> **Your instructions**
Please change "Point out" to "Mark" everywhere in the records below. Rewrite the records in full and leave everything else untouched.
>> begin Data extract
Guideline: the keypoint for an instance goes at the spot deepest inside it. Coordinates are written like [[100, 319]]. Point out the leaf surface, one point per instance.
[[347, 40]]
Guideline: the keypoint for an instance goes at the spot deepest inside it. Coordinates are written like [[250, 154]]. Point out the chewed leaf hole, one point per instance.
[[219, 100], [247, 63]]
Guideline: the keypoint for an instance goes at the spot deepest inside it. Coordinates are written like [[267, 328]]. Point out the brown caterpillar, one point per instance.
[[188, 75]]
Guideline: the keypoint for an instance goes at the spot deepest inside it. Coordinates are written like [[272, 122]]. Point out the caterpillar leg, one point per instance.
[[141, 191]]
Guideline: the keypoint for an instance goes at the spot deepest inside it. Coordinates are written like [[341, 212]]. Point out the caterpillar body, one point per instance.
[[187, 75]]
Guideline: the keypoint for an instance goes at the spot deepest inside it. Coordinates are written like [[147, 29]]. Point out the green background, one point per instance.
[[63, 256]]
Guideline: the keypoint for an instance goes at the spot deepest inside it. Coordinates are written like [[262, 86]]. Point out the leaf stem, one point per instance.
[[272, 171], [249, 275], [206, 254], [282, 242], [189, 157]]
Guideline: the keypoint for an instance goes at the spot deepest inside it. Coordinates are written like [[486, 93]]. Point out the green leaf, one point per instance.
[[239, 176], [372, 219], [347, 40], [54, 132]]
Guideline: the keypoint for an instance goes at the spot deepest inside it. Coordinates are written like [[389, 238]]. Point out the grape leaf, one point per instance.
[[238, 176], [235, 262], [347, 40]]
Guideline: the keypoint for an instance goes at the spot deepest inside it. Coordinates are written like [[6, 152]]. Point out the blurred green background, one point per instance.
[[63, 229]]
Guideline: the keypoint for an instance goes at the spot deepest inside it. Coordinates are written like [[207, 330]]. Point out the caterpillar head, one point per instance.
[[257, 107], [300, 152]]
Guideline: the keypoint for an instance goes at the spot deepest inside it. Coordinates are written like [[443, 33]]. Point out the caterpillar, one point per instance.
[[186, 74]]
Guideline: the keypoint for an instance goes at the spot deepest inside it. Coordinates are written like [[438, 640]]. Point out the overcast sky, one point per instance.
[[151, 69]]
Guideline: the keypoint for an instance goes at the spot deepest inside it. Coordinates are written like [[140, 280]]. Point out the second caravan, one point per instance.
>> end Data extract
> **Exercise result**
Guideline: the keypoint for an instance goes at the spot deepest inside it. Coordinates are written like [[100, 319]]. Mark the leaf surface, one point per instance.
[[347, 40]]
Guideline: the keypoint for an instance goes at the spot deepest inside it. Coordinates are written like [[250, 154]]. Mark the chewed leaf hole, one point per instance.
[[219, 100], [247, 63]]
Guideline: the keypoint for an instance goes at the spot deepest inside it. Coordinates are written like [[267, 328]]. Mark the brown caterpillar, one point per instance.
[[188, 75]]
Guideline: the keypoint for an instance goes at the spot deepest inside it. Coordinates are written like [[272, 122]]. Mark the caterpillar leg, one point per instance.
[[141, 191]]
Guideline: the keypoint for an instance goes at the spot deepest inside it. Coordinates are written like [[341, 212]]. Mark the caterpillar body, one point per instance.
[[187, 75]]
Guideline: the keypoint for an instance goes at the spot deepest inside it. Coordinates are written like [[147, 29]]. Mark the green background, one point per instance.
[[63, 256]]
Guideline: the keypoint for an instance goes at the spot deepest inside it. Coordinates are written like [[262, 86]]. Mark the leaf stem, one point per instance.
[[272, 171], [249, 275], [206, 254], [282, 242], [189, 157]]
Guideline: the keypoint for an instance goes at the spot deepest inside it. Coordinates are written like [[486, 93]]. Mark the green leaf, one point per instance.
[[239, 176], [372, 219], [347, 40], [54, 132]]
Guideline: the keypoint for an instance goes at the spot deepest inside it. Coordinates are written like [[389, 238]]. Mark the grape leaf, one point per instance.
[[238, 176], [235, 262], [347, 40]]
Guideline: the keypoint for an instance goes at the spot deepest inside it. Coordinates are written like [[6, 152]]. Mark the blurred green background, one point per instance.
[[63, 229]]
Guideline: the keypoint for an instance goes at the spot deepest inside it. Coordinates are written like [[207, 330]]. Mark the caterpillar head, one point per instance.
[[257, 107], [300, 152]]
Guideline: the keypoint for an instance goes at the spot deepest inside it. Coordinates are written like [[443, 33]]. Mark the caterpillar, one point per instance.
[[186, 74]]
Guideline: the keypoint for an instance goes at the spot deepest inside it. Coordinates are written like [[438, 640]]. Mark the overcast sky, one point per instance.
[[151, 69]]
Guideline: the keypoint for an instance goes at the spot deepest inside it. Coordinates are written like [[140, 280]]. Mark the second caravan, one point per instance.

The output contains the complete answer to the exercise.